-- ENTRIES PROVIDED follows --

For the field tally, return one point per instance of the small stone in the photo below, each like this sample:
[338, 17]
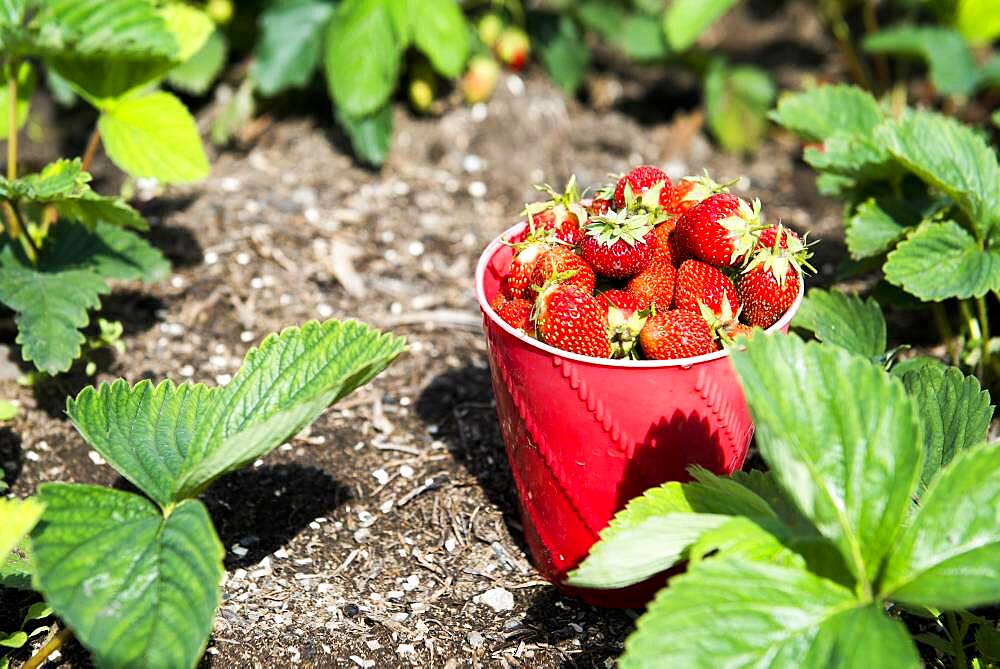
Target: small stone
[498, 599]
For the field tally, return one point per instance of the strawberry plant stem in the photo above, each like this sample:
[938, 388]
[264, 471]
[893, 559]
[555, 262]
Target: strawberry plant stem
[12, 121]
[92, 144]
[984, 326]
[958, 648]
[50, 647]
[944, 331]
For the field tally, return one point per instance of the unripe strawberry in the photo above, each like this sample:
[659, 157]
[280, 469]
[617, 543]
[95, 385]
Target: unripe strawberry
[480, 79]
[489, 28]
[423, 87]
[513, 47]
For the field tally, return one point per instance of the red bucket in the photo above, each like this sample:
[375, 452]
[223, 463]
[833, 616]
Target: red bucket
[584, 435]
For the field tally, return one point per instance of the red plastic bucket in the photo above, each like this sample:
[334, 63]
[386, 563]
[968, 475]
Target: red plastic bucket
[584, 436]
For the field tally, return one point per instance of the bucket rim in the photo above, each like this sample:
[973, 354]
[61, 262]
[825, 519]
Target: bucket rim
[497, 243]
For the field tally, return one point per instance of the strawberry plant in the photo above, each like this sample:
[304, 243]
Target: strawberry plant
[136, 576]
[921, 203]
[865, 544]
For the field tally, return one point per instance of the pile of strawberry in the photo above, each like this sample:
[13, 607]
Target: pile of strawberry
[649, 269]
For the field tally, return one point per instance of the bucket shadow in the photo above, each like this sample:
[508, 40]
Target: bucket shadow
[261, 509]
[460, 403]
[668, 449]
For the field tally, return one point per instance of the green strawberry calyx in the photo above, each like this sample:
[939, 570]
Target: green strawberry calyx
[743, 228]
[622, 225]
[778, 260]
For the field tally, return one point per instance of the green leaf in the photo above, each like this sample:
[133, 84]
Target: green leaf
[154, 136]
[819, 113]
[106, 48]
[736, 104]
[190, 27]
[64, 185]
[876, 225]
[363, 53]
[137, 589]
[51, 300]
[685, 20]
[291, 40]
[655, 529]
[440, 32]
[197, 73]
[640, 37]
[949, 555]
[843, 320]
[952, 68]
[955, 412]
[172, 441]
[17, 517]
[978, 20]
[739, 613]
[370, 135]
[842, 438]
[8, 411]
[562, 50]
[951, 157]
[937, 261]
[25, 89]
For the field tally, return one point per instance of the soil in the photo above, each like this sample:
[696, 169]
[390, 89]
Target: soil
[366, 540]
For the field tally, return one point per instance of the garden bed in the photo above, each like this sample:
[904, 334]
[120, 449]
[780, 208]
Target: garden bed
[383, 534]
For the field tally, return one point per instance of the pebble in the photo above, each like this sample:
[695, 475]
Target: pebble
[498, 599]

-- ENTRIES PROVIDED concluded --

TASK TO CARRY OUT>
Your answer should be the lines from the one containing "of the garden" through the end of the records, both included, output exactly and with nothing added.

FINISHED TASK>
For the field tally, return one point per instance of the garden bed in the photo above, each like this sample:
[904, 334]
[120, 449]
[780, 208]
Target: garden bed
[383, 534]
For the field tally, return one point per instance of the pebble in the photo above, each like this sample:
[695, 475]
Target: pebble
[498, 599]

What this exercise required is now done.